Answer these questions using the film review below.
1. Which actor plays Peter McGowen?
2. For how long has McGowen been married to Melanie?
3. What does McGowen fix up for Amy?

***** Page excerpt

'How to Kill Your Neighbor's Dog'

"How to Kill Your Neighbor's Dog" is a dreary title for an even drearier picture, which stars Kenneth Branagh as a British expatriate who has settled in Los Angeles to become its "most successful playwright." Branagh's Peter McGowen is apparently in the tradition of the Angry Young Men of the '60s who transformed the English theater--"apparently" because his current project, in rehearsal but deep in rewrites, seems merely vague and mediocre.

In any event, McGowen is not so young anymore but plenty cranky, especially since his last three plays have bombed. He is unbelievably fortunate in having for the past 10 years a beautiful and sublimely imperturbable wife, Melanie (Robin Wright Penn), who is as eager to have a child as he is not. Her wishes, at least for the moment, are beside the point, because McGowen is in the throes of his first experience with impotence. He's not at all thrilled that Melanie has been so welcoming to some new neighbors, Trina (Lucinda Jenney), freshly separated from her husband, and her little daughter, Amy (Suzi Hofrichter). When his theatrical colleagues point out that he has no idea of how children talk, he abruptly starts to pay attention to Amy, which, we're given to understand, improves the play-in-progress and most definitely improves McGowen's spirits in spite of himself. He actually starts pitching in, fixing up the derelict playhouse in his backyard for Amy.

**********
***** Items

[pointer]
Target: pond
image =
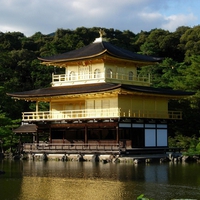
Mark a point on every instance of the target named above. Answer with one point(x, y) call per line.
point(57, 180)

**********

• [Finished answer]:
1. Kenneth Branagh
2. For the past 10 years
3. The derelict playhouse in his backyard